╭─ Excerpted records

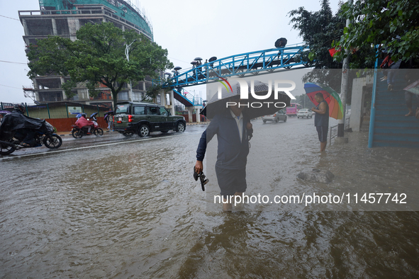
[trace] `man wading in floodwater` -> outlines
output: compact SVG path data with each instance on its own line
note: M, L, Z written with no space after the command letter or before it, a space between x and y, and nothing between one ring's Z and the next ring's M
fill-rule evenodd
M228 101L235 106L216 115L206 130L202 133L196 150L196 171L203 169L202 161L206 151L207 142L217 135L218 149L216 173L223 195L223 210L232 209L231 201L235 195L242 195L246 190L246 164L249 154L249 137L252 132L250 120L243 116L244 106L239 108L240 95L230 97Z
M318 93L314 96L315 101L318 103L316 107L313 107L311 110L315 113L314 115L314 125L318 134L320 140L320 151L326 150L328 145L328 131L329 130L329 105L325 101L323 94Z

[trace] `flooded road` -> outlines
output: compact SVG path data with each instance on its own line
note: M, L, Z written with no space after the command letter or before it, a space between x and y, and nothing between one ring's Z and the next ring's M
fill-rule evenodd
M249 194L412 191L417 185L415 149L368 149L367 132L359 132L320 156L311 119L253 127L248 166L257 167L250 167ZM208 207L208 192L192 178L204 128L82 149L68 140L60 153L0 159L1 277L419 276L417 212ZM266 139L270 145L259 144ZM336 178L329 184L296 178L306 168ZM261 176L269 187L255 182Z

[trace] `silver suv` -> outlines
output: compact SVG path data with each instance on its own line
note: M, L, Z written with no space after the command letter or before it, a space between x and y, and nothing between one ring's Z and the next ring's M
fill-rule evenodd
M286 113L285 113L284 110L281 110L272 115L262 116L262 120L264 123L266 123L267 121L274 121L276 123L279 121L286 122Z

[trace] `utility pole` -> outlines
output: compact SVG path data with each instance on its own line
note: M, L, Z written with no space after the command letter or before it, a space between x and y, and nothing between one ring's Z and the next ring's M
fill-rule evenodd
M353 0L348 1L350 5L352 5ZM349 27L351 21L350 19L346 20L346 27ZM342 108L343 111L343 117L339 120L337 123L337 137L343 137L345 130L345 116L346 114L346 96L347 93L347 82L349 75L349 56L350 50L345 50L345 54L346 57L343 59L343 65L342 66L342 83L340 84L340 101L342 101Z
M131 45L133 45L137 40L134 40L133 42L129 45L125 45L125 55L127 57L127 61L130 62L130 47L131 47ZM130 91L128 92L128 101L133 101L133 83L130 81Z

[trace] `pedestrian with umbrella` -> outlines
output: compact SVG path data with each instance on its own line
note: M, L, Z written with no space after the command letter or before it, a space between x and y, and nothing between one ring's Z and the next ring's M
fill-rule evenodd
M251 108L248 104L258 101L253 98L245 100L249 101L245 106L245 100L240 100L239 84L233 87L234 89L230 86L230 89L227 86L225 89L223 89L220 98L216 93L201 113L212 120L199 140L194 167L197 173L202 172L207 144L216 135L218 144L216 174L223 196L224 211L230 211L232 200L235 201L235 196L244 195L247 189L246 164L250 151L249 140L253 132L250 119L279 110L274 106L262 110L261 108ZM263 92L266 95L268 86L261 82L255 82L254 91ZM286 95L279 95L279 101L289 105L289 98ZM228 107L227 104L229 105Z
M311 108L314 115L314 125L320 141L320 151L324 152L328 144L329 130L329 117L335 119L343 118L343 109L340 98L330 87L308 82L304 84L304 90L315 106Z

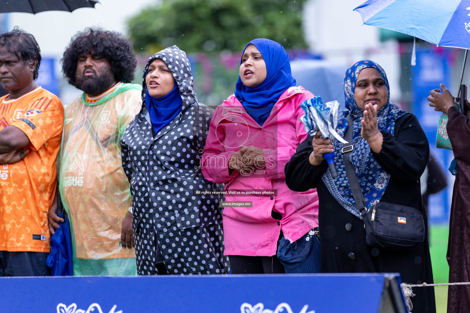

╰─

## Requirement
Render all the items above as a Markdown table with a Row column holding a row number and a Line column holding each line, skipping blank lines. Leave the pictures out.

## Reply to the task
| Row | Line |
|---|---|
| 1 | [trace] `man wading in floodwater` -> outlines |
| 2 | output: compact SVG path data with each instance on its own line |
| 3 | note: M, L, Z written with no space after the command letter or before it, a space between x and y, and nothing between one ring's Z and the next ring's M |
| 4 | fill-rule evenodd |
| 5 | M228 101L235 106L216 115L206 130L202 133L196 150L196 171L203 169L202 161L206 151L207 142L217 135L218 149L216 173L223 195L223 210L232 209L231 201L235 195L242 195L246 190L246 164L249 154L249 137L252 132L250 120L243 116L244 106L239 108L240 95L230 97Z |
| 6 | M318 93L314 96L315 101L318 103L316 107L313 107L311 110L315 113L314 115L314 125L318 134L320 140L320 151L326 150L328 145L328 131L329 130L329 105L325 101L323 94Z |
| 7 | [trace] `flooded road` -> outlines |
| 8 | output: compact SVG path data with each instance on its own line |
| 9 | note: M, L, Z written with no space after the command letter or before it, a space between x and y, and nothing between one ring's Z and the next ring's M |
| 10 | fill-rule evenodd |
| 11 | M249 194L412 191L417 185L415 149L368 149L367 132L359 132L320 156L311 119L253 127L248 166L257 167L250 167ZM208 207L208 192L192 178L204 128L82 149L68 140L60 153L0 159L1 277L419 276L417 212ZM266 139L270 145L259 144ZM336 178L329 184L296 178L306 168ZM261 176L269 187L255 182Z |
| 12 | [trace] `silver suv` -> outlines |
| 13 | output: compact SVG path data with each instance on its own line |
| 14 | note: M, L, Z written with no space after the command letter or before it, a space between x and y, and nothing between one ring's Z and the next ring's M |
| 15 | fill-rule evenodd |
| 16 | M286 113L285 113L284 110L281 110L272 115L262 116L262 120L264 123L266 123L267 121L274 121L276 123L279 121L286 122Z |
| 17 | [trace] `utility pole` -> outlines |
| 18 | output: compact SVG path data with each instance on its own line |
| 19 | note: M, L, Z written with no space after the command letter or before it, a space between x and y, and nothing between one ring's Z and the next ring's M |
| 20 | fill-rule evenodd |
| 21 | M353 0L348 1L350 5L352 5ZM349 27L351 21L350 19L346 20L346 27ZM342 108L343 111L343 117L339 120L337 123L337 137L343 137L345 130L345 116L346 114L346 96L347 93L347 82L349 75L349 56L350 50L345 50L345 54L346 57L343 59L343 65L342 66L342 83L340 84L340 101L342 101Z |
| 22 | M131 45L133 45L137 40L134 40L133 42L129 45L125 45L125 55L127 57L127 61L130 62L130 47L131 47ZM130 91L128 92L128 101L133 101L133 83L130 81Z |
| 23 | [trace] `pedestrian with umbrella` -> outlines |
| 24 | output: compact SVG path data with each instance on its own line |
| 25 | note: M, L, Z written with no space after the command letter or before it, a space between x and y, and nothing between one ring's Z and the next ring's M |
| 26 | fill-rule evenodd |
| 27 | M251 108L248 104L258 101L253 98L245 100L249 101L245 106L245 100L240 100L239 84L233 87L234 89L230 86L230 89L227 86L225 89L223 89L220 98L216 93L201 113L212 120L199 140L194 167L197 173L202 172L207 144L216 135L218 144L216 174L223 196L224 211L230 211L232 200L235 201L235 196L244 195L247 189L246 164L250 151L249 140L253 132L250 119L279 110L274 106L262 110L261 108ZM263 92L266 95L268 86L261 82L255 82L254 91ZM286 95L279 95L279 101L289 105L289 98ZM228 107L227 104L229 105Z |
| 28 | M311 108L314 115L314 125L320 141L320 151L324 152L328 144L329 130L329 117L335 119L343 118L343 109L340 98L330 87L308 82L304 84L304 90L315 106Z |